§ Metin Parçası:
..............................

Bize bence aşılmaz duvarlar ören önce kendimiz ve sonra en yakınlarımız. Çevremizdeki insanlar işe olan inancını ve sürdürülebilir olmanı maalesef ki engelliyor. Başarılı olursan o zaman takdir ediliyorsun. Mücadeleyi takdir eden kimse yok. En zor dönemler, fikrimin ilk yeşerdiği dönemlerde çevremdekilerin tutumu. Aslında yine de beni en çok güçlendiren zamanlar oldu diyebilirim. Çünkü vazgeçmediğim ve sürekli hedeflerim doğrultusunda kendimi geliştirerek güzel sonuçlar elde ettiğim için çevremdekilere kendimi kanıtlarken özgüvenim ortaya çıktı. Sürekli devam ederek içimizdeki potansiyeli ortaya çıkarabiliriz.

“Gönüllü mentorluklar veriyorum”
  • Kadınl iderlere yönelik mentorluk ve destek programları hakkında düşünceleriniz nelerdir?

Çok destekliyorum ve ben de gönüllü mentorluklar veren biriyim. Sürekli üniversitelerden davet alıyorum ve orda kalabalık bir öğrenci topluluğuna hitap etmek beni çok mutlu ediyor. Çünkü içinde gerçekten ışığı olanlar harekete geçiyor. İnsanların içindeki cesareti ortaya çıkardığımı düşünüyorum. Çoğu insan başlamak için “Hadi ne duruyorsun, bu işte çok iyisin” cümlesini bekliyor. Ben galiba insanlara farkında olmadan bu hadi cümlesini fısıldıyorum. Benim için müthiş bir duygu diyebilirim.

  • Yeni teknolojilerin iş dünyasındaki rolü hakkındaki düşünceleriniz nedir? Kadınların bu teknolojilere entegrasyonu konusunda ne gibi fırsatlar ve zorluklar görüyorsunuz?

..............................

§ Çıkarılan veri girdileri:
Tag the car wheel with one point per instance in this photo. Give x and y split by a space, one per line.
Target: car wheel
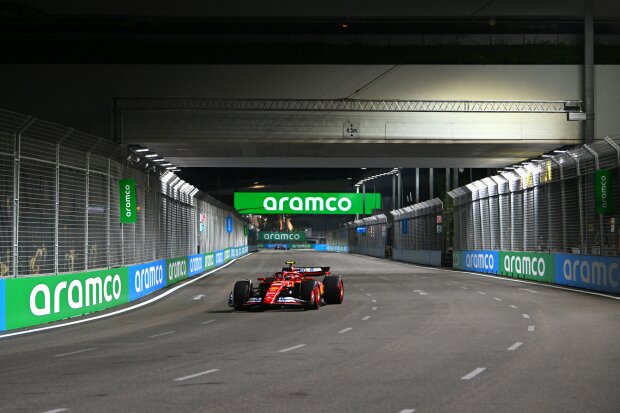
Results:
333 289
310 292
241 294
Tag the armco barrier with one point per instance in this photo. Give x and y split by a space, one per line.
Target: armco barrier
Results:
37 300
582 271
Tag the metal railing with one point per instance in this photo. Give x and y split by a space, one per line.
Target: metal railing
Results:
59 209
544 205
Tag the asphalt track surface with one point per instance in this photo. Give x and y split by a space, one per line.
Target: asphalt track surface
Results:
406 338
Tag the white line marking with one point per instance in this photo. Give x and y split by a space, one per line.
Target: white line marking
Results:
124 310
291 348
191 376
515 346
162 334
473 374
75 352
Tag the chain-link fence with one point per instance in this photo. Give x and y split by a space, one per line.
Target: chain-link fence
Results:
368 236
554 204
59 209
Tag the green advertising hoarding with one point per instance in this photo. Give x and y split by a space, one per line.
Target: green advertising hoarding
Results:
306 203
529 266
293 236
37 300
604 195
176 270
127 200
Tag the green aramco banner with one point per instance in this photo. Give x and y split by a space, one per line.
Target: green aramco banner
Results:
604 185
127 200
306 203
282 236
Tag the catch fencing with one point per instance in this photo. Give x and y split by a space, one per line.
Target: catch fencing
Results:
550 205
59 204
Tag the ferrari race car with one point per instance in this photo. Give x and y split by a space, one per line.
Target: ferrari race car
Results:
292 287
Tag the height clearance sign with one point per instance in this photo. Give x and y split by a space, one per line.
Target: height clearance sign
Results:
330 203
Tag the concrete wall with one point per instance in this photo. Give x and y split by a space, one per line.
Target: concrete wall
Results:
82 95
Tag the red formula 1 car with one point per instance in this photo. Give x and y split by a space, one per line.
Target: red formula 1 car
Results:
292 287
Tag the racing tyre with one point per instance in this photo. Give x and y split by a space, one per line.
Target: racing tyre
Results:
310 292
334 289
241 294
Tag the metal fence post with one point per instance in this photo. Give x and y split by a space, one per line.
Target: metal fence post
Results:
16 172
86 196
57 210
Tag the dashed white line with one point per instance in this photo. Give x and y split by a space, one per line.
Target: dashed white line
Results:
473 374
284 350
75 352
192 376
162 334
515 346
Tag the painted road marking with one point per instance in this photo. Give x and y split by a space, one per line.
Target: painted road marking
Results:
515 346
291 348
75 352
192 376
162 334
473 374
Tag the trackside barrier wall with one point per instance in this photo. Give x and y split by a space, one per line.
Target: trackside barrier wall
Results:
29 301
552 220
368 236
418 233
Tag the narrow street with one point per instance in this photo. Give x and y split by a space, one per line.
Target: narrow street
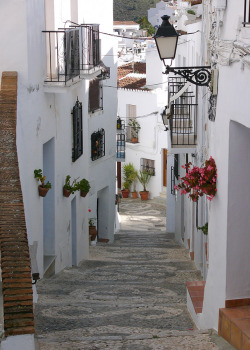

..............................

§ Gereksinimler:
#1 Metin parçasına göre, fikrin ilk yeşerdiği zor dönemlerin konuşan kişiyi neden en çok güçlendirdiğini bir ila üç cümleyle açıklayın.
#2 Metin parçasını, son sorunun ardından kaldığı yerden sürdürün.

§ Görev Yanıtları:
#1 Konuşan kişi vazgeçmemiş ve hedefleri doğrultusunda kendini sürekli geliştirerek güzel sonuçlar elde etmiştir. Bu sayede çevresindekilere kendini kanıtlarken özgüveni ortaya çıkmıştır.

#2
Teknolojinin gelişmesi öncelik olarak bana sonsuz bilgi gibi geliyor. Bu mükemmel bir duygu, artık çoğu kadının evde rutin işleri halledip eğitimler alarak ve kendini geliştirerek iş kurabilecek bir fırsatlar dünyası var. Bunu çok iyi değerlendirmek gerekiyor. Ayrıca artık tüm alışverişler, e-ticarete doğru yöneldi. E-ticareti öğrenen kadın erkek herkes çağa ayak uydurabilir. Diğer önemli konu ise PR. Sosyal medyayı doğru kullanarak çok güçlü bir tanıtım yapılabilirsiniz, bu hem özgüveninizi artırır hem de sizin tanınmanızı sağlar ve para kazanmanız için de fırsatlar sunar. O yüzden eğitim eğitim eğitim.

“En büyük motivasyon kaynağım, mücadelemi somut sonuçlarla görebilmek”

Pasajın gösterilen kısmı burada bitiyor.